Supplied text -
>>>
It isn’t cheap and the costs and benefits vary according to your situation. But it is easy to research on the government’s long term care site. For balance read the less than enthusiastic report in Consumer’s Report and then visit AARP’s longterm care calculator site. There are several sites that compare rates of providers. I am not saying BUY, but at least look into the possibility.

I will always be grateful to my mother for setting an example before it was too late for Ralph and me to consider long term insurance for our uncertain future.

She purchased long term insurance after my father’s death when she was over 70. Fifteen remarkably independent years later, she fell into a depression and stopped eating. Although we’d spent my childhood, adolescence and young-to-middle adulthood not much liking each other, age mellowed us both into polite if slightly stiff cordiality by the time I flew down to stay with her in the retirement condo Ralph had helped my father purchase years earlier in Key West. Key West, where I’ve had some of the best times of my life including my honeymoon, lost all its pleasant associations during the miserable two weeks that followed. Finally the visiting nurse gave my mother two choices: one, continue starving herself with the understanding that I would not be able to stay as long as it took for her to die; or two, fly back with me to Georgia and get medical care.
<<<
Information supplied -
>>>
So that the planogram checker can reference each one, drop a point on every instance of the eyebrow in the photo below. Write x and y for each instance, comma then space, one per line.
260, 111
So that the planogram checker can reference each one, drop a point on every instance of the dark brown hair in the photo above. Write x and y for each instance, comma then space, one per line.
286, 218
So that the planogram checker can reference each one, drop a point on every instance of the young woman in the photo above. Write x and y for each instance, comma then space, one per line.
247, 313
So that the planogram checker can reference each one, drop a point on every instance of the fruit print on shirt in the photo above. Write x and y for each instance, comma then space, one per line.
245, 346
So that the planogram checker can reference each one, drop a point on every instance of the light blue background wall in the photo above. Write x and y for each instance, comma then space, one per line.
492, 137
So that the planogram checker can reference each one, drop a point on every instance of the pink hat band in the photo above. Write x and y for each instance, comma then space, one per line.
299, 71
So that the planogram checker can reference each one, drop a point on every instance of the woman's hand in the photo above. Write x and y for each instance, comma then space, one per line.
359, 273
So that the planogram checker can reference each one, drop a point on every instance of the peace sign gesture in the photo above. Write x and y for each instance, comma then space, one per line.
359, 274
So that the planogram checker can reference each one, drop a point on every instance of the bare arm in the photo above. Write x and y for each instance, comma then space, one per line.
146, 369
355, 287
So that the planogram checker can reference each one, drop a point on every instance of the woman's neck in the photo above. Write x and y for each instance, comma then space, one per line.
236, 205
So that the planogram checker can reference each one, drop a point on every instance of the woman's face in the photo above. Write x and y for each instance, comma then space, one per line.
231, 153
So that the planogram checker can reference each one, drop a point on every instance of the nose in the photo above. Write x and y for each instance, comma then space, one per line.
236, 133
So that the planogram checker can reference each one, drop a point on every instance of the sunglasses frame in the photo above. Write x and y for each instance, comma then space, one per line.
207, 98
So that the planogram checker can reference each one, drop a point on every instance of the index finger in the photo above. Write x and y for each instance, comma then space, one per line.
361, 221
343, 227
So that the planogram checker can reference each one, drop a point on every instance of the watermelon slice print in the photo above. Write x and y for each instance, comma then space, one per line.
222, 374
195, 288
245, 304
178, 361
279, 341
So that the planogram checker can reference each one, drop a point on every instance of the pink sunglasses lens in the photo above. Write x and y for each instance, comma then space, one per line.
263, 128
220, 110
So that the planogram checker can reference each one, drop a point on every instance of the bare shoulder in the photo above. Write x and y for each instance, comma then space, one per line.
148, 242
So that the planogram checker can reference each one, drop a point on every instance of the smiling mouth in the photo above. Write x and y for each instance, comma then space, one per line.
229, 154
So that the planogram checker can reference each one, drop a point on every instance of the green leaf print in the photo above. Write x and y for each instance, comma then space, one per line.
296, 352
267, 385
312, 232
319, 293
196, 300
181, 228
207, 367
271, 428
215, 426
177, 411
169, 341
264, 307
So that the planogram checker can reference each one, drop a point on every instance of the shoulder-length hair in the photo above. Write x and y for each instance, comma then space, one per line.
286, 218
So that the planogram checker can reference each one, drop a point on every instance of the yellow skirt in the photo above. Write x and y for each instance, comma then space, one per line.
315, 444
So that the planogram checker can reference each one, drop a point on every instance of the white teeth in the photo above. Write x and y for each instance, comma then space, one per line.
<<<
Complete the following -
- A) In the passage on long-term care insurance, when did the mother buy her policy?
- B) Resume the passage on long-term care insurance after its final sentence.
The material stands apart from the passage on long-term care insurance.

Answer set -
- A) She bought it after the father's death, when she was over 70.

- B)
We flew to Georgia the next day. For the next nine years, until weakening health required her move into the nursing home where she resides now, my mother lived in the mother-in-law suite fortunately installed in our basement already.

And it was okay, not great exactly, not what my father would have called “a bowl of cherries.” Sure there were crises (like when she called 9-1-1 the night I neglected to go down to say goodnight after getting home from a movie) and the family issues that always arise among near and far adult children when a parent is failing. But what would have been a completely untenable situation, emotionally and practically, worked out only because that long term insurance. offered a financial safety net.

Purchased so late in my mother’s life, the insurance had payment limits and an end-point, which she reached about three years ago. But for seven years Genworth promptly paid about half the salaries of the excellent full-time caregivers we hired. Social security and an annuity paid most of the rest. Her savings held more or less steady—a good thing since her nursing home is not cheap and those savings are coming in handy.

Three years ago when Ralph started getting those notices that he would soon be eligible for Medicare, I suggested we re-examine our insurance situation. Since both of us have always been self-employed, we’ve always kept our cost down by carrying a very high deductible. After all, as Ralph pointed out, we didn’t need more insurance because we were both extremely healthy.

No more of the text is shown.